Aim of the task
Reproduce the material below verbatim, line by line, omitting the pictures.

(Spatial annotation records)
-- START --

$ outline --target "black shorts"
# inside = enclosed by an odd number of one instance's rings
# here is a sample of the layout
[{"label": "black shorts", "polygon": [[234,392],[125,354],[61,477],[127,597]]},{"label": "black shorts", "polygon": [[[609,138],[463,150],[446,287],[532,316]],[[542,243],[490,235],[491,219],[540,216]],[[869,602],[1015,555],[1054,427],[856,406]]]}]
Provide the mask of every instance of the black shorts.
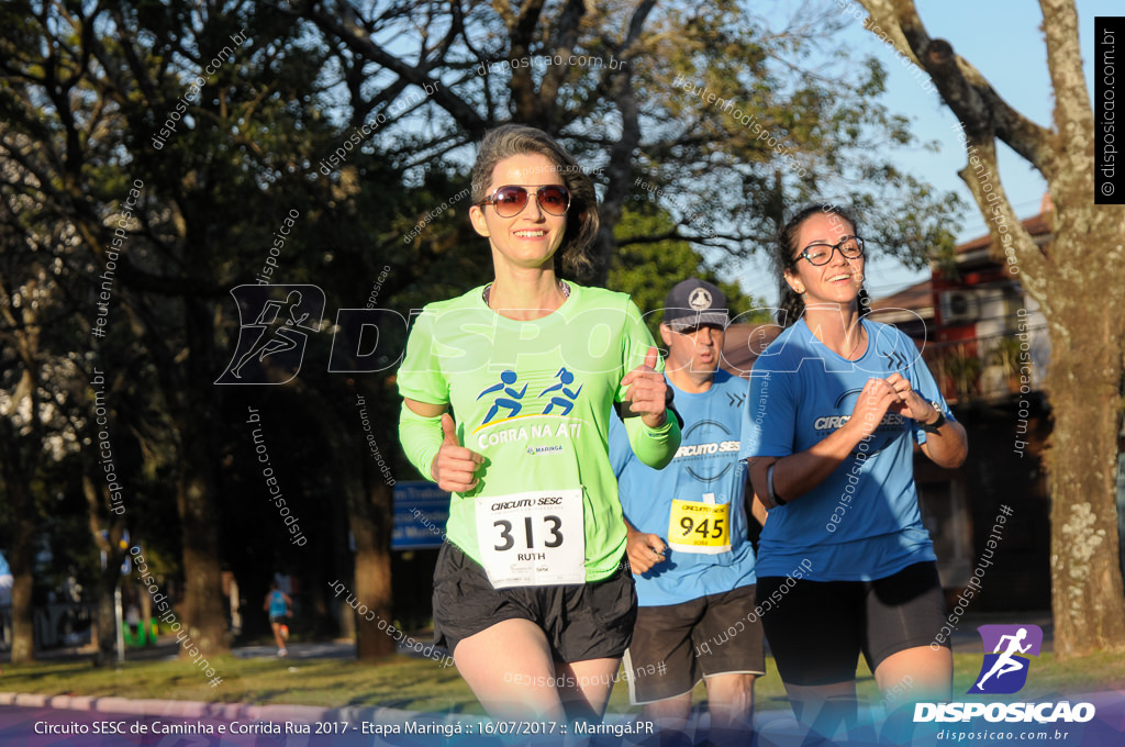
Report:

-- END --

Solution for this exercise
$ outline --target "black shorts"
# inside = enclosed by an odd number of one instance's rings
# here is a sample of the layout
[{"label": "black shorts", "polygon": [[234,392],[125,354],[61,477],[127,597]]},{"label": "black shorts", "polygon": [[[609,138],[463,150],[446,287],[532,316]],[[542,243],[490,235],[491,219],[540,216]],[[869,602],[1015,555],[1054,427],[856,406]]]}]
Provide the mask of every instance of the black shorts.
Report:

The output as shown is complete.